◆ **RECORD SET**
————

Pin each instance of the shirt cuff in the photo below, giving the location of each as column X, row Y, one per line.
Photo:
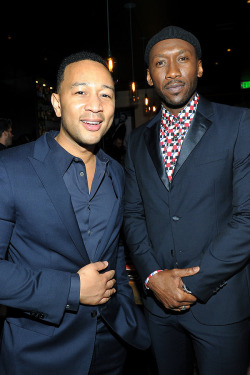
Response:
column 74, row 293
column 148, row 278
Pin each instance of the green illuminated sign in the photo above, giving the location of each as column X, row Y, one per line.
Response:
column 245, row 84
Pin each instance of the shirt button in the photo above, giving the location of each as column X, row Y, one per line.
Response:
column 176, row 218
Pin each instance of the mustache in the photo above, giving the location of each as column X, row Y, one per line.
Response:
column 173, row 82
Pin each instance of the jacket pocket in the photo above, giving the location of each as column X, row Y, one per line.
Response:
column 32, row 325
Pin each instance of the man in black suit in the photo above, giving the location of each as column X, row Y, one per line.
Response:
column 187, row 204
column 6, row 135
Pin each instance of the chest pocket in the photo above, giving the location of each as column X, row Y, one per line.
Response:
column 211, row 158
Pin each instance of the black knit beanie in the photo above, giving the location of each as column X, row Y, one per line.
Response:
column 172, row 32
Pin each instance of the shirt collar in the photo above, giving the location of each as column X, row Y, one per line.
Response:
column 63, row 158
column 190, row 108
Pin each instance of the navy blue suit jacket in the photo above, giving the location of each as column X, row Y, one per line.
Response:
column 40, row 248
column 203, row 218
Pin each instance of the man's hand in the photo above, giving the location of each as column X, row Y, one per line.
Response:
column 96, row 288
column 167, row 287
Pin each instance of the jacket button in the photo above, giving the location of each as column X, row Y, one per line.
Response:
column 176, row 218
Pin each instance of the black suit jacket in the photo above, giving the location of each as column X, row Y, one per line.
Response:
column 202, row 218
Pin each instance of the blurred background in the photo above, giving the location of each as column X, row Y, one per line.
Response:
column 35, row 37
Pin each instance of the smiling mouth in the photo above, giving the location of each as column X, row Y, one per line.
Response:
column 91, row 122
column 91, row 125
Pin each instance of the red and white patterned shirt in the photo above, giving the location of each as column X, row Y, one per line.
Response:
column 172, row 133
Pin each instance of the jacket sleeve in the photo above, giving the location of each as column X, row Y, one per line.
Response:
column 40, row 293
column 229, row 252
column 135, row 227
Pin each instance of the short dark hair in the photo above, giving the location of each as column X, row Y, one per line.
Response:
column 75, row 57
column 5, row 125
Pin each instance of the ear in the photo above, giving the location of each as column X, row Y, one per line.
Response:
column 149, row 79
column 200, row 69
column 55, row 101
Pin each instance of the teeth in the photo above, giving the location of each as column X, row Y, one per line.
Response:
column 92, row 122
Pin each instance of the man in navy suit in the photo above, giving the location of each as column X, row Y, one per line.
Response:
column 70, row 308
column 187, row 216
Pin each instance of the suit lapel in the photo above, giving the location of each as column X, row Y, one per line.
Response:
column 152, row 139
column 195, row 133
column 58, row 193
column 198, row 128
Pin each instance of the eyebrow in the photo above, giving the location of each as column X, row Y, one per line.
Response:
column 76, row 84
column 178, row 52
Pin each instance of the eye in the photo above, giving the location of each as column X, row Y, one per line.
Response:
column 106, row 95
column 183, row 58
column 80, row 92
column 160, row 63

————

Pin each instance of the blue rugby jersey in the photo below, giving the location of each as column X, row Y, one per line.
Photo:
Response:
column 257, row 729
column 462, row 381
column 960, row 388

————

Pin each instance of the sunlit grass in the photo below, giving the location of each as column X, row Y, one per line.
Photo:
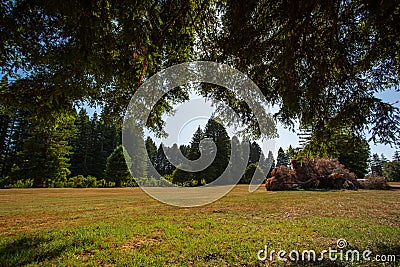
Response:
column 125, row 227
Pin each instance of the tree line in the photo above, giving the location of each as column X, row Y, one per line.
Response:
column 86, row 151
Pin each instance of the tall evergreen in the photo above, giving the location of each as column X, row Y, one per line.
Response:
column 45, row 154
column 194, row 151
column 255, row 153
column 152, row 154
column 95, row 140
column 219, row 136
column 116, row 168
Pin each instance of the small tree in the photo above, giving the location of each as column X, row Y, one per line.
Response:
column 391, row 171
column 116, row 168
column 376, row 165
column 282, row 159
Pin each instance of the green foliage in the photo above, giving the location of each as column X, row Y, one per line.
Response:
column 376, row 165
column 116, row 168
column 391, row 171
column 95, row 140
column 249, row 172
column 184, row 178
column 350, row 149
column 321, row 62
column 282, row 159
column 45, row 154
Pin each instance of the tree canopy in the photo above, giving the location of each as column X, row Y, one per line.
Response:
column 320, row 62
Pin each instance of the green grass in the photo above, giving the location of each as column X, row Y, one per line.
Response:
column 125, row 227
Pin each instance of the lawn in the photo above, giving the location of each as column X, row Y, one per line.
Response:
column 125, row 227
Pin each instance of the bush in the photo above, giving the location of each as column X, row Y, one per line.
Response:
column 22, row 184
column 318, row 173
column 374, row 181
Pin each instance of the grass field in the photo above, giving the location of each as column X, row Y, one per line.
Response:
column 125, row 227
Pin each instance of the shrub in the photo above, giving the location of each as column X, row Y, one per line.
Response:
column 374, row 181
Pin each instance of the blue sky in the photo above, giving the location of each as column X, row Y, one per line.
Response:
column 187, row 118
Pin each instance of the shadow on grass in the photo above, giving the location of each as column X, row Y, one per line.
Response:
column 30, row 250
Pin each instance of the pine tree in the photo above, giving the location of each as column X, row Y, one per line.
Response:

————

◆ **SHORT PROBLEM**
Copy the listing above word for word, beginning at the line that contains "Pin each instance of the chest" and stopping after the line that contains "column 190, row 108".

◆ **FINISHED ANSWER**
Pin each instance of the chest pocket in the photo above, giving the location of each as column X, row Y, one per line.
Response:
column 211, row 158
Pin each instance of the black knit beanie in the photo above, giving the location of each as column X, row Y, one per line.
Response:
column 172, row 32
Pin each instance of the shirt collar in the photo above, giving the location of each as column X, row Y, one per line.
Response:
column 63, row 158
column 190, row 108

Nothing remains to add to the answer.